EXERCISE INPUT:

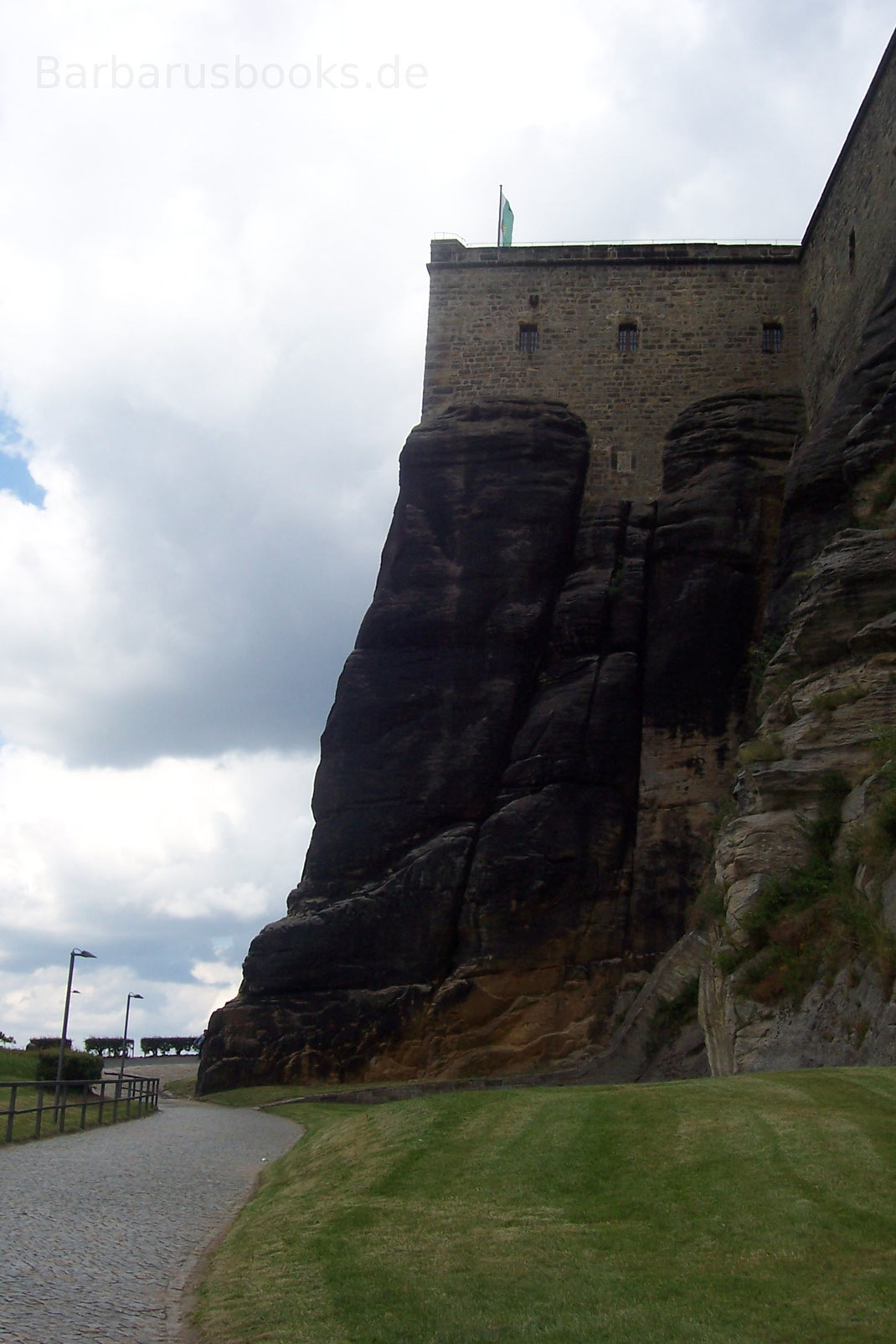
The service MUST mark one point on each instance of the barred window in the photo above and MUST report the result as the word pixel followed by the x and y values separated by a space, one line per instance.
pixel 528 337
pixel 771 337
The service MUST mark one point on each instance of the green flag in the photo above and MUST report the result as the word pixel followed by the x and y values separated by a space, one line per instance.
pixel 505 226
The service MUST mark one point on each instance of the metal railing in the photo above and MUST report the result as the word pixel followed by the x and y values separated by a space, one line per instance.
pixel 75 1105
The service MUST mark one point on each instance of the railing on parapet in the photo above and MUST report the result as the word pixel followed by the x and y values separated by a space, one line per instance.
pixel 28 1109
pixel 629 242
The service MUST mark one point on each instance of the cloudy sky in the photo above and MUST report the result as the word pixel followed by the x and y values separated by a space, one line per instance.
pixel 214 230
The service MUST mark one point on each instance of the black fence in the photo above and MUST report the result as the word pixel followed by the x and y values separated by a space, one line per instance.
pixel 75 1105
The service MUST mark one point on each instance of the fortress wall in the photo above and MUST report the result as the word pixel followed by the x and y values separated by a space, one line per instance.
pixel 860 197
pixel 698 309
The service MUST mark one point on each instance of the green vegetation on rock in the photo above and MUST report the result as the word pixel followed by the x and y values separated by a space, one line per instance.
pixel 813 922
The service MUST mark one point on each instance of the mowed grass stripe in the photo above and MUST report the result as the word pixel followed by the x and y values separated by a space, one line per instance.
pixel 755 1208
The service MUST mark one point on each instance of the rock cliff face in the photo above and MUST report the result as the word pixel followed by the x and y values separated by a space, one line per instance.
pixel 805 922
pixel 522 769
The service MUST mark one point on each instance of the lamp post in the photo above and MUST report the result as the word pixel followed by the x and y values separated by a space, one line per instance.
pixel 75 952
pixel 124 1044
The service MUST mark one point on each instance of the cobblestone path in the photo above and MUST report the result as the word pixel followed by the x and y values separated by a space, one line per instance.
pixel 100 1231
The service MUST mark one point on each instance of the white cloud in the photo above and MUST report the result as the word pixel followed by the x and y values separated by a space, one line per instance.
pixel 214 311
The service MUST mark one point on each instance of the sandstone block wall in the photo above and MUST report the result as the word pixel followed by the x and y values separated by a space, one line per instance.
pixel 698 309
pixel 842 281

AIM OF THE TASK:
Exactly the lines from the one holding "the green vegetation" through the end of the data are to be repeated, with both ends included.

SOLUTION TO THIS PROBLEM:
The service MUST mark one point on each instance of the green vegetation on rock in the photo above and MUST report the result as the word pixel followed by the x and y values separated by a space, one line per instance.
pixel 813 922
The service MUST mark one point on each instance of the mowed grass stripe in the photo above and MUST report the result as the word pixel followed by the x and y values separated by a space, one line per instance.
pixel 755 1208
The service MUST mark one point on each instance of the rock cliff face in the photo above and MUST report the result as the word pixel followed by the x and y values separated by a space, one line per instance.
pixel 805 922
pixel 522 769
The service MUST mark one point on each instance of the lamp post in the photo above and MUST report the result as the word pixel followed by the x and y values separated by a space, one line per instance.
pixel 75 952
pixel 124 1044
The service MUST mark one point on each instance of the cobblestone path in the photo above and MUST report the result as the word pixel followed by the x and y values separated by a space, one line per instance.
pixel 100 1231
The service MUST mark one point on each instance of the white cloud in the photo above and MUST report the result as the word pixel followed by the x and y values separated by a space, one line per instance.
pixel 214 311
The service MUST mark one point on each instance of the sandstone block wall in the photo above and MUST report the result as the word pixel followed by the x and y values separated by a space, one line per instance.
pixel 698 309
pixel 842 281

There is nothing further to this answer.